Copy out the listing below line for line, changing nothing.

**Material for this task:**

>> START

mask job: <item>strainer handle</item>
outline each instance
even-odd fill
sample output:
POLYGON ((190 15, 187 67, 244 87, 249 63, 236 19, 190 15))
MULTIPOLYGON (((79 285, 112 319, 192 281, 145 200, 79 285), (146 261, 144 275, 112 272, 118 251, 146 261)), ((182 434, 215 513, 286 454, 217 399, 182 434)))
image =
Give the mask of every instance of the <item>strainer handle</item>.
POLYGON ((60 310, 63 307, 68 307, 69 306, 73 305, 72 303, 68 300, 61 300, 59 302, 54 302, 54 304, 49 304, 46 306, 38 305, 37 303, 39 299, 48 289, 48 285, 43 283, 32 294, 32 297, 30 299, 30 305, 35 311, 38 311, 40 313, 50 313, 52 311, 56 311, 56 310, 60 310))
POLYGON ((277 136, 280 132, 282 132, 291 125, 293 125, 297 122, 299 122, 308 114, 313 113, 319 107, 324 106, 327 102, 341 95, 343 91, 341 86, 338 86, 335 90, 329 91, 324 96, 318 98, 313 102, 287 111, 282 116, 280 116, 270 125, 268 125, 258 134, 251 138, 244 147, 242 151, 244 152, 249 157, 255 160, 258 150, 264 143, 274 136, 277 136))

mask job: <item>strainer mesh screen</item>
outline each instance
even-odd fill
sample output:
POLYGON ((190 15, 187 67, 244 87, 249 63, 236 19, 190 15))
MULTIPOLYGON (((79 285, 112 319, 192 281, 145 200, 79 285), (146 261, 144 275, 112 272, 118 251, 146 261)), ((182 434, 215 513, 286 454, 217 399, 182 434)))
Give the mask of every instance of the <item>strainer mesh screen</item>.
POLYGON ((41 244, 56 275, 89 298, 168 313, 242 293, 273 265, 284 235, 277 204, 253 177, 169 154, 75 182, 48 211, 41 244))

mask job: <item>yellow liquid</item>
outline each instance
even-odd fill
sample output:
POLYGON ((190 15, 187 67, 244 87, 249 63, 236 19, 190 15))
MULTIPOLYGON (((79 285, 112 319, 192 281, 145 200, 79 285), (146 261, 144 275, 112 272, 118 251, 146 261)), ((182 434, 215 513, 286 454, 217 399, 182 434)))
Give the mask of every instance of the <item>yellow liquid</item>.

>> END

**Solution for this task:**
mask job: <item>strainer handle</item>
outline each instance
even-odd fill
sample output:
POLYGON ((190 15, 187 67, 244 87, 249 63, 236 19, 190 15))
MULTIPOLYGON (((79 285, 112 319, 192 281, 145 200, 79 285), (146 261, 144 275, 112 272, 118 251, 146 261)), ((182 434, 215 513, 286 454, 217 399, 182 434)))
image =
Give the mask of every instance of the <item>strainer handle</item>.
POLYGON ((60 310, 63 307, 68 307, 69 306, 73 305, 72 303, 68 300, 61 300, 59 302, 54 302, 54 304, 49 304, 46 306, 38 305, 37 303, 39 299, 48 289, 48 285, 43 283, 32 294, 32 297, 30 299, 30 305, 35 311, 38 311, 40 313, 50 313, 52 311, 56 311, 56 310, 60 310))
POLYGON ((277 136, 280 132, 282 132, 291 125, 293 125, 297 122, 299 122, 308 114, 313 113, 319 107, 324 106, 327 102, 341 95, 343 91, 341 86, 338 86, 335 90, 329 91, 324 96, 318 98, 313 102, 287 111, 282 116, 280 116, 270 125, 268 125, 258 134, 251 138, 244 147, 242 151, 244 152, 249 157, 255 160, 258 150, 264 143, 274 136, 277 136))

mask job: <item>strainer mesh screen</item>
outline each instance
even-odd fill
sample output:
POLYGON ((190 15, 187 67, 244 87, 249 63, 236 19, 190 15))
MULTIPOLYGON (((79 285, 112 319, 192 281, 145 200, 79 285), (146 261, 144 275, 112 272, 118 251, 146 261)), ((182 434, 215 513, 286 454, 217 399, 182 434)))
Give the mask of every instance of the <item>strainer mesh screen</item>.
POLYGON ((41 244, 56 275, 89 298, 168 313, 242 293, 273 265, 284 235, 277 204, 253 177, 169 154, 75 182, 48 211, 41 244))

mask job: <item>yellow liquid</item>
outline each instance
even-odd fill
sample output:
POLYGON ((190 15, 187 67, 244 87, 249 63, 236 19, 190 15))
MULTIPOLYGON (((79 285, 112 319, 192 281, 145 200, 79 285), (146 261, 144 275, 112 272, 118 251, 146 261)), ((182 434, 215 513, 286 454, 217 399, 182 434)))
Give the mask of every instance of the <item>yellow liquid</item>.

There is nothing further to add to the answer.